======== Material supplied

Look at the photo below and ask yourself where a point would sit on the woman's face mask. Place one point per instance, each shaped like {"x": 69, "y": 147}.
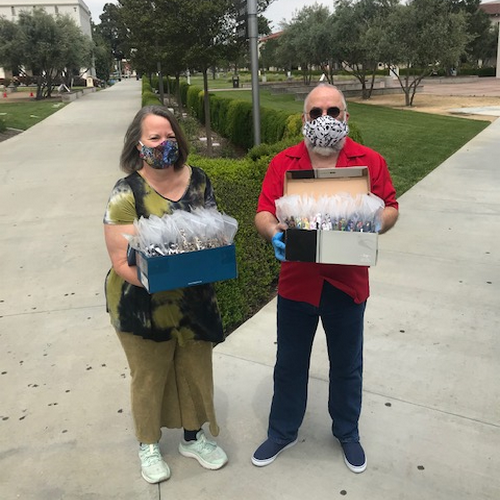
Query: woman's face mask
{"x": 325, "y": 131}
{"x": 162, "y": 156}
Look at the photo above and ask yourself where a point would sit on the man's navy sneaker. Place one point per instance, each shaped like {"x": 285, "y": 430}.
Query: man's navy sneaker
{"x": 268, "y": 451}
{"x": 354, "y": 456}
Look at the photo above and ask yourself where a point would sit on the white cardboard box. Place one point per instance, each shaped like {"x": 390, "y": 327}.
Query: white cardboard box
{"x": 330, "y": 247}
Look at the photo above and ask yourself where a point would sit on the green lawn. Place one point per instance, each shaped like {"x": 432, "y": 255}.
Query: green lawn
{"x": 412, "y": 143}
{"x": 23, "y": 115}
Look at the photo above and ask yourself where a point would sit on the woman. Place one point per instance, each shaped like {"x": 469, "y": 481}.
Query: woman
{"x": 167, "y": 336}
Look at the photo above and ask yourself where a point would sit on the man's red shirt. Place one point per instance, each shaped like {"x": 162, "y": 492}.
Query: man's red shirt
{"x": 303, "y": 281}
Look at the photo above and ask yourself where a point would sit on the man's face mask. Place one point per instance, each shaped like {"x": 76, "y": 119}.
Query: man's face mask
{"x": 162, "y": 156}
{"x": 325, "y": 131}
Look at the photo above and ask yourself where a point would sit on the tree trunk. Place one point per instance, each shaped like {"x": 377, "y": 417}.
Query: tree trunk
{"x": 206, "y": 102}
{"x": 160, "y": 83}
{"x": 179, "y": 97}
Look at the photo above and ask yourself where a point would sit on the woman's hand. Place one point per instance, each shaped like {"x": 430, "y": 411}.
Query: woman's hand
{"x": 117, "y": 245}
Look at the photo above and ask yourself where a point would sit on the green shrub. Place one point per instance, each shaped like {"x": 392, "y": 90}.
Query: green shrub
{"x": 237, "y": 184}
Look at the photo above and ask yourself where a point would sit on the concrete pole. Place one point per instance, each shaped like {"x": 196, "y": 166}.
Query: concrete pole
{"x": 253, "y": 34}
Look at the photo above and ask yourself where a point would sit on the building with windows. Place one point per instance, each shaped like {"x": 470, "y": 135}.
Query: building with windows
{"x": 76, "y": 9}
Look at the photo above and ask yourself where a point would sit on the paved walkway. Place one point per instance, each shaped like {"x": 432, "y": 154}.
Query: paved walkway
{"x": 431, "y": 418}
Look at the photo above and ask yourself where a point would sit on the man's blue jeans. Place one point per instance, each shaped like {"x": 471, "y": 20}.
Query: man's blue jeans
{"x": 342, "y": 321}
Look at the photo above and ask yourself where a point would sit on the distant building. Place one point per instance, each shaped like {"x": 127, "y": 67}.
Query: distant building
{"x": 76, "y": 9}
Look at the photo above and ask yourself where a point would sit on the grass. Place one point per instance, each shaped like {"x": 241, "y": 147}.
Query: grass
{"x": 413, "y": 144}
{"x": 23, "y": 115}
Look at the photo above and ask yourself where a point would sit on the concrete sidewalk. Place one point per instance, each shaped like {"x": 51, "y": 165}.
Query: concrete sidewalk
{"x": 431, "y": 417}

================

→ Exercise goal
Copy all of the records above word for word, without the picture.

→ Solved exercise
Look at the photo below and ask yourself where a point would sit on the woman's face mask. Place one point per instance, each shaped like {"x": 69, "y": 147}.
Query: woman's face mask
{"x": 325, "y": 131}
{"x": 162, "y": 156}
Look at the photo above and ask yourself where a point would sit on the man's navy sneaker. Place one point per instance, each shaped like {"x": 285, "y": 430}.
Query: man's navy sneaker
{"x": 268, "y": 451}
{"x": 354, "y": 456}
Look at the photo above and ask yourself where a point would sit on the white cardboard box. Place one point per instance, each shaped like {"x": 390, "y": 327}.
Query: white cardboard box
{"x": 330, "y": 247}
Look at the photo above and ask yourself where a point would sit on the green lawn. Place one point per instance, each shaped like {"x": 432, "y": 255}.
Query: green lawn
{"x": 412, "y": 143}
{"x": 23, "y": 115}
Look at the photo above and ask yourself where a point would sit on the woman. Place one point per instance, each shaped like {"x": 469, "y": 481}.
Query: woman
{"x": 167, "y": 336}
Look at the photo above and ask yourself where a point would sit on the man's red shirt. Place one point per instance, each shaped like {"x": 162, "y": 492}.
Query: man's red shirt
{"x": 303, "y": 281}
Look at the photo above and ask yourself where a point would sit on the man's face mask. Place one point per instance, each shaped like {"x": 76, "y": 119}.
Query: man's face mask
{"x": 162, "y": 156}
{"x": 325, "y": 131}
Look at the photo above and ask yourself where a point would sit on the tree trunk. Place one point per instance, each shaped like {"x": 377, "y": 417}.
Query: tree trunk
{"x": 206, "y": 102}
{"x": 160, "y": 83}
{"x": 179, "y": 97}
Look at the photo above and ask yourself where a point would sit on the woman's hand. Place one point per instance, each shaped like {"x": 430, "y": 411}.
Query: woman's hand
{"x": 117, "y": 245}
Look at the photo above and ask yourself where a point would sit on the green shrub. Place one point per instance, each shaped like {"x": 392, "y": 90}.
Query: green shrub
{"x": 237, "y": 184}
Look at the photo above and ask yourself where a point would sit on the concrete pole. Place one point per instance, each shaped like {"x": 196, "y": 166}.
Query: concrete pole
{"x": 253, "y": 34}
Look at the photo above and ask yourself where a point would sit on the building with windows. Place one point per instance, each shaped like {"x": 470, "y": 135}.
Query: building with windows
{"x": 76, "y": 9}
Look at the photo above and ask yourself where a point would sit on the paved walkway. Place one point per instance, each shaped like {"x": 432, "y": 154}.
Query: paved walkway
{"x": 431, "y": 418}
Look at the photo above and ask yourself where a point would sit on the man's blue jeans. Place one point per instance, each shaped like {"x": 471, "y": 20}.
Query: man's blue jeans
{"x": 342, "y": 321}
Look at the photo above and ask yourself where a point would sit on the distant building. Place one point per instance, each shaped like {"x": 127, "y": 67}.
Query: distant building
{"x": 76, "y": 9}
Look at the photo above and ask yourself where a point would sit on the grass. Place one point per instance, each shaped like {"x": 241, "y": 147}.
Query: grass
{"x": 413, "y": 144}
{"x": 23, "y": 115}
Look at the photo above and ask yourself where a point would sit on the concrete sidewalk. Place one point per instance, each shaped like {"x": 51, "y": 165}.
Query: concrete sidewalk
{"x": 431, "y": 417}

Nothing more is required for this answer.